* _Exercise objective_: Would you restate all the entries exactly, leaving nothing out?

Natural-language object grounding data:
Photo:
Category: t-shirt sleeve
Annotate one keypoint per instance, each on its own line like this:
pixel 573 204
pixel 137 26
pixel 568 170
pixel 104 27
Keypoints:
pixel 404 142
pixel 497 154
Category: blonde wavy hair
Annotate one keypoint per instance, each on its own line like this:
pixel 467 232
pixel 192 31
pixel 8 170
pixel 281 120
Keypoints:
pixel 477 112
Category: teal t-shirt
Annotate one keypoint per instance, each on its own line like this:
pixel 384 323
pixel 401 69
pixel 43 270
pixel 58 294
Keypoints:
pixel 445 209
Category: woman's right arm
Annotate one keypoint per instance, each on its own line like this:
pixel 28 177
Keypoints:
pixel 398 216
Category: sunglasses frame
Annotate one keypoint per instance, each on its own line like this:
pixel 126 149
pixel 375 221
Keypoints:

* _Exercise result_:
Photo:
Category: t-shirt sleeve
Annotate one keypoint per instance, each on its own line like this:
pixel 573 204
pixel 137 26
pixel 568 170
pixel 104 27
Keypoints:
pixel 404 142
pixel 497 154
Category: blonde wavy hair
Annotate one keypoint per instance, each on its own line like this:
pixel 467 232
pixel 192 31
pixel 8 170
pixel 281 120
Keypoints:
pixel 477 112
Category: teal t-shirt
Annotate one keypoint per instance, each on its own line like this:
pixel 384 323
pixel 401 69
pixel 43 270
pixel 58 294
Keypoints:
pixel 445 209
Category: woman's right arm
Annotate one keypoint per instance, each on its own line like this:
pixel 28 177
Keypoints:
pixel 398 216
Category: sunglasses frame
Annotate one keypoint per instance, each on its own line like this:
pixel 126 149
pixel 375 221
Keypoints:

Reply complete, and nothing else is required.